= To do =
Reproduce every one of the entries below word for word, without changing anything.

Start Dataset rows

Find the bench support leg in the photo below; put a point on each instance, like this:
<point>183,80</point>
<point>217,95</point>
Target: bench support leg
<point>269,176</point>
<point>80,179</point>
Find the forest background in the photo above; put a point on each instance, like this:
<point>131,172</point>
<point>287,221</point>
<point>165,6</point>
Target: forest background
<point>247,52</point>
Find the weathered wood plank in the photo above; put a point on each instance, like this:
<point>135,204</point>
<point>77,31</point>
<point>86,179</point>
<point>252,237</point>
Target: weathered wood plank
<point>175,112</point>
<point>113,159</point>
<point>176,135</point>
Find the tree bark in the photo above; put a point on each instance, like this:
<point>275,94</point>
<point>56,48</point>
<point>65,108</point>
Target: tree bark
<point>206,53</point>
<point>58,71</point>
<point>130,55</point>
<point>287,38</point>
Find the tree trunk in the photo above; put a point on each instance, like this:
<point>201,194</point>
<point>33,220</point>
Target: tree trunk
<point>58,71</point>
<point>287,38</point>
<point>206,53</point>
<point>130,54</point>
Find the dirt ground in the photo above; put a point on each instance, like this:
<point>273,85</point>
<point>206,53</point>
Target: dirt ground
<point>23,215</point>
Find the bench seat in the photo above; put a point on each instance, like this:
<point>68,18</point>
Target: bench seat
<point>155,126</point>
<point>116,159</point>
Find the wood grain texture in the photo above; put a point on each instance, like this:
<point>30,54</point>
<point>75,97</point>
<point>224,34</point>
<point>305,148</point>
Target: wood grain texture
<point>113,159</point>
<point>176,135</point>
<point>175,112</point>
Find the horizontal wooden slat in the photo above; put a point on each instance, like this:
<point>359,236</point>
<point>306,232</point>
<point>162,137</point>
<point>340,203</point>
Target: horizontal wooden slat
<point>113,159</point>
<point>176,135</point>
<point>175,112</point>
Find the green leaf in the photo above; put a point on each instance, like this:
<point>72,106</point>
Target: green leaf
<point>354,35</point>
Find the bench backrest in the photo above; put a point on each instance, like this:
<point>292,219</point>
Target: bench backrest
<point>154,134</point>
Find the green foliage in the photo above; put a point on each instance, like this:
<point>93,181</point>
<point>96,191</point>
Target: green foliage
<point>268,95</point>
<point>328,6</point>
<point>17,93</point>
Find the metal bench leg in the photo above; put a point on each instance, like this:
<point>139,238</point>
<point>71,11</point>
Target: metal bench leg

End Dataset rows

= Answer below =
Find the bench support leg in the photo below; put a point on each instance, like this:
<point>183,80</point>
<point>217,95</point>
Target: bench support leg
<point>269,176</point>
<point>80,179</point>
Find the forest background in the photo above; put a point on each instance, like this:
<point>131,172</point>
<point>287,221</point>
<point>165,6</point>
Target: forest background
<point>247,52</point>
Find the weathered wood plank in the photo above; put a point on each instance, like this:
<point>135,204</point>
<point>77,31</point>
<point>86,179</point>
<point>252,237</point>
Target: weathered wood plank
<point>175,112</point>
<point>113,159</point>
<point>176,135</point>
Find the tree bark in the photo above; put a point on each instance, like this:
<point>275,94</point>
<point>56,48</point>
<point>65,108</point>
Target: tree bark
<point>206,53</point>
<point>58,71</point>
<point>130,55</point>
<point>287,38</point>
Find the tree trunk in the photo above; put a point on each instance, like this:
<point>201,194</point>
<point>33,220</point>
Target: tree trunk
<point>58,71</point>
<point>287,38</point>
<point>206,53</point>
<point>130,54</point>
Find the dirt ground in the photo above; put a point on each instance, like this:
<point>273,85</point>
<point>206,53</point>
Target: dirt ground
<point>23,215</point>
Find the bench seat in the photo above; put a point on each instance, like this:
<point>68,18</point>
Target: bench seat
<point>155,126</point>
<point>116,159</point>
Find the wood grain texture in the photo above; put a point on each instance, like this:
<point>30,54</point>
<point>75,97</point>
<point>224,34</point>
<point>305,148</point>
Target: wood grain texture
<point>113,159</point>
<point>176,135</point>
<point>175,112</point>
Find the horizontal wooden slat in the photo above; put a point on each instance, like this:
<point>359,236</point>
<point>306,232</point>
<point>162,137</point>
<point>340,203</point>
Target: horizontal wooden slat
<point>113,159</point>
<point>176,135</point>
<point>175,112</point>
Find the green leaf in the photo above; put a point on each instance, like this:
<point>72,106</point>
Target: green leaf
<point>354,35</point>
Find the bench backrest in the photo above; put a point on each instance, like this:
<point>292,219</point>
Target: bench backrest
<point>154,134</point>
Find the green foliage in the photo above; put a point on each instance, like this:
<point>93,181</point>
<point>96,191</point>
Target: green foliage
<point>268,95</point>
<point>328,6</point>
<point>17,93</point>
Find the metal bench leg in the photo above; put a point on each instance, like this:
<point>139,238</point>
<point>71,11</point>
Target: metal bench leg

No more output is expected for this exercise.